┌─ MATERIAL SHOWN

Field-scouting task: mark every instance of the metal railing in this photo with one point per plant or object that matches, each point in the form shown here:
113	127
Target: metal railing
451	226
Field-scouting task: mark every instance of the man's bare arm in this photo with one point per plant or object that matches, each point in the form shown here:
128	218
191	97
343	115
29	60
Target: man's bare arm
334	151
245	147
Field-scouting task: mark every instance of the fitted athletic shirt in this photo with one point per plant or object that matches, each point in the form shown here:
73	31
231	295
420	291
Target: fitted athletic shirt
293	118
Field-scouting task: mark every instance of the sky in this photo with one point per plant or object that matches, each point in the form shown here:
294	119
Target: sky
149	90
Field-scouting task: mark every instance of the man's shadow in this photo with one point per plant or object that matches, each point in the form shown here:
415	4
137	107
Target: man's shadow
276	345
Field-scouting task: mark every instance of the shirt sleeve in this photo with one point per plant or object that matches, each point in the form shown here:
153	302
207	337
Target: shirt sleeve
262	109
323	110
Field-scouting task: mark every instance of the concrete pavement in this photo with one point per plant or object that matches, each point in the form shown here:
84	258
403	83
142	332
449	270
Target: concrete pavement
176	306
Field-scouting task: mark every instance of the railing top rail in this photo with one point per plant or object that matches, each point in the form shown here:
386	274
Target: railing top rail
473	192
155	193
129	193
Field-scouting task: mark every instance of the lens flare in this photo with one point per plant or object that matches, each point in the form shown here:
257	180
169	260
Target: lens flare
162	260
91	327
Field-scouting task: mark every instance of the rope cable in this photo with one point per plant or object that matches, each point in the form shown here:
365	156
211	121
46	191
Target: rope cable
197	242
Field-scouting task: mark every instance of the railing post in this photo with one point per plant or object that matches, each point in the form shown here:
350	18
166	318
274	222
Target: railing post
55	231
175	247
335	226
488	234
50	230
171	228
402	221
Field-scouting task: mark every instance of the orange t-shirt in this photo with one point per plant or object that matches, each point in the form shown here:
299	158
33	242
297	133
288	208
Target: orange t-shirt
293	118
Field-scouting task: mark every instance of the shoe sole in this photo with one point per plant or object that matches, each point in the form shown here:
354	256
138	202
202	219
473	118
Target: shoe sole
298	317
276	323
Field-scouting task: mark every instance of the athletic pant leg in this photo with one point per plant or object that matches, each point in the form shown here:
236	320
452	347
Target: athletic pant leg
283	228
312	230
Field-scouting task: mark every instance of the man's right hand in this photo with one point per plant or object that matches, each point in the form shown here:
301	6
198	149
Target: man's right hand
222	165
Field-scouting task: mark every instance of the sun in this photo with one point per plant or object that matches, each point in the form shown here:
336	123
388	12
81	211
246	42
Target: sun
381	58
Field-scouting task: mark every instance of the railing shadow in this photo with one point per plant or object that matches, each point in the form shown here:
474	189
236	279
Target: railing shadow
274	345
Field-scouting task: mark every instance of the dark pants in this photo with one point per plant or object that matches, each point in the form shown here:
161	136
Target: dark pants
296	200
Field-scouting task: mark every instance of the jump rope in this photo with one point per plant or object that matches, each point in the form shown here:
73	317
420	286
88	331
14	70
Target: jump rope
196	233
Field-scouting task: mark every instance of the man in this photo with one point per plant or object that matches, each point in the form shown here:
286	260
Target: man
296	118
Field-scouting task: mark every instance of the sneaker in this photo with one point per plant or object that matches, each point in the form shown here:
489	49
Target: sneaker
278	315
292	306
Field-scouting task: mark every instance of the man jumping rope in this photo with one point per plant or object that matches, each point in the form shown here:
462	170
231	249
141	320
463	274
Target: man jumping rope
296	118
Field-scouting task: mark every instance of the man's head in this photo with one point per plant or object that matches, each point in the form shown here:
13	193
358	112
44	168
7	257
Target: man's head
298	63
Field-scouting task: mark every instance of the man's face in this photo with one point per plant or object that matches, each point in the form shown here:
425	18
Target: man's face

└─

BRIEF: Reproduce the records above exactly, character for character.

ANSWER:
Field-scouting task: mark every instance of the metal railing in this photo with one point per plant or object that matches, each point in the form shown here:
113	127
Target: metal railing
451	226
Field-scouting task: mark every instance of the man's bare arm in this photo with one point per plant or object that matches, each point in the form shown here:
128	218
191	97
343	115
29	60
Target: man's bare arm
334	151
245	147
Field-scouting task: mark every instance of the fitted athletic shirt in this photo with one point per plant or object that matches, each point in the form shown here:
73	31
231	295
420	291
Target: fitted athletic shirt
293	118
Field-scouting task: mark every instance of the sky in this photo with one point per plant or object that matches, each point in the form shown here:
294	119
Target: sky
149	90
Field-scouting task: mark every instance of the man's shadow in this photo with one point per plant or object that matches, each point in the form shown here:
415	4
137	107
Target: man's shadow
276	345
Field-scouting task: mark every instance of the shirt sleeve in this photo with one point per plant or object that matches, each point in the form shown here:
153	302
207	337
Target: shirt sleeve
262	109
323	110
Field-scouting task: mark every instance of the concrete pavement in this photo with one point per plant or object that matches, each point in the form shown here:
84	258
403	83
142	332
449	270
Target: concrete pavement
176	306
Field-scouting task: mark every instance of the railing top rail in this photo with one point per plant or object that matches, each point in the form shown here:
386	274
Target: railing top rail
473	192
155	193
129	193
Field-scouting task: mark every instance of the lens flare in this photo with one point per plant or object that matches, each point in the form shown here:
257	180
169	260
Target: lens flare
162	260
91	327
Field-scouting task: mark every instance of the rope cable in this photo with one point per plant or object that matches, each point in the form shown here:
365	156
211	121
46	191
Target: rope cable
197	242
Field-scouting task: mark every instance of the railing post in this photo with one point per plant or object that matches, each point in the form shown here:
350	18
166	318
274	222
Target: railing post
55	231
175	247
335	226
488	234
50	230
171	228
402	221
Field-scouting task: mark every instance of the orange t-shirt in this photo with one point per plant or object that matches, each point in the form shown here:
299	158
33	242
297	133
288	208
Target: orange t-shirt
293	118
Field-scouting task: mark every instance of the shoe sole in this photo with one point per plant or object that matches, each point in the form shown here:
354	256
138	202
202	219
473	118
Target: shoe sole
298	317
276	323
Field-scouting task: mark every instance of the athletic pant leg in this photo with one point per plant or object that matches, each point in the form shown here:
236	320
452	347
Target: athletic pant leg
283	228
312	230
Field-scouting task: mark every instance of the man's right hand in this photo with one point per plant or object that matches, each point in the form shown here:
301	6
198	149
Target: man's right hand
222	165
Field-scouting task: mark every instance of the sun in this photo with one point per plant or object that matches, each point in the form shown here:
336	123
388	12
81	211
246	42
Target: sun
381	58
Field-scouting task: mark every instance of the railing shadow in this photo with one point per plant or object that matches, each point in the form shown here:
474	189
236	279
Target: railing shadow
274	345
Field-scouting task: mark every instance of the dark pants in this photo with one point per plant or object that matches, each point in the form shown here:
161	136
Target: dark pants
296	200
Field-scouting task: mark every instance of the jump rope in this photo with one point per plant or object that matches, each point in the form shown here:
73	317
420	286
88	331
14	70
Target: jump rope
196	233
Field-scouting task: mark every instance of the man in this photo with one point per plant or object that matches, each point in the form shown here:
286	260
Target: man
296	118
Field-scouting task: mark every instance of the sneaker in this photo with one point per plant or object that matches, each point in the form shown here:
489	49
Target: sneaker
278	315
292	306
Field-scouting task: mark every instance of the man jumping rope in this photo with one point per plant or object that matches, each point in the form shown here:
462	170
231	249
141	320
463	274
Target: man jumping rope
296	118
Field-scouting task: mark every instance of the man's head in this photo with one point per plant or object that matches, each point in the form shown here:
13	193
358	112
44	168
7	257
Target: man's head
298	63
Field-scouting task: mark every instance of the man's face in this photo with one point per plant or object that matches, each point in the form shown here:
425	18
Target: man's face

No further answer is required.